Quote the entries below word for word, including every box, but omit the pictures.

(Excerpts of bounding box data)
━━━━━━━━━━━━━━━━━━━━

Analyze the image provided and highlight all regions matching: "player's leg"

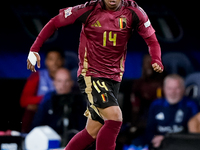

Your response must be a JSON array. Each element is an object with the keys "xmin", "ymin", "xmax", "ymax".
[
  {"xmin": 64, "ymin": 118, "xmax": 102, "ymax": 150},
  {"xmin": 64, "ymin": 118, "xmax": 102, "ymax": 150},
  {"xmin": 86, "ymin": 118, "xmax": 103, "ymax": 139},
  {"xmin": 96, "ymin": 106, "xmax": 122, "ymax": 150}
]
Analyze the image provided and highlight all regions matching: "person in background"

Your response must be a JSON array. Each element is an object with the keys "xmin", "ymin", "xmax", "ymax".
[
  {"xmin": 188, "ymin": 112, "xmax": 200, "ymax": 133},
  {"xmin": 20, "ymin": 48, "xmax": 64, "ymax": 133},
  {"xmin": 130, "ymin": 54, "xmax": 163, "ymax": 128},
  {"xmin": 32, "ymin": 68, "xmax": 86, "ymax": 145},
  {"xmin": 146, "ymin": 74, "xmax": 198, "ymax": 148}
]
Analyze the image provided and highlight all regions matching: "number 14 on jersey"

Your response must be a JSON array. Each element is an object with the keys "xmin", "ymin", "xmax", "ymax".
[{"xmin": 103, "ymin": 31, "xmax": 117, "ymax": 46}]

━━━━━━━━━━━━━━━━━━━━

**Complete output**.
Analyze the image provided and highlight all regions matching: "player's leg"


Your response must be a JSON array. Each element is an object with the keys "xmin", "ymin", "xmax", "ymax".
[
  {"xmin": 64, "ymin": 118, "xmax": 102, "ymax": 150},
  {"xmin": 64, "ymin": 118, "xmax": 102, "ymax": 150},
  {"xmin": 86, "ymin": 118, "xmax": 103, "ymax": 139},
  {"xmin": 96, "ymin": 106, "xmax": 122, "ymax": 150}
]
Analyze the image provided and highlight all regions matching: "person in background"

Your response must be a JSON array. Each element is an object with the keys "xmin", "ymin", "xmax", "ymax".
[
  {"xmin": 188, "ymin": 112, "xmax": 200, "ymax": 133},
  {"xmin": 20, "ymin": 48, "xmax": 64, "ymax": 133},
  {"xmin": 130, "ymin": 54, "xmax": 163, "ymax": 128},
  {"xmin": 32, "ymin": 68, "xmax": 86, "ymax": 145},
  {"xmin": 146, "ymin": 74, "xmax": 198, "ymax": 148}
]
Analyze the image provided and highlight all regions matching: "number 14 on jersey"

Your response must be a JSON array. Each element is an object with the keys "xmin", "ymin", "xmax", "ymax".
[{"xmin": 103, "ymin": 31, "xmax": 117, "ymax": 46}]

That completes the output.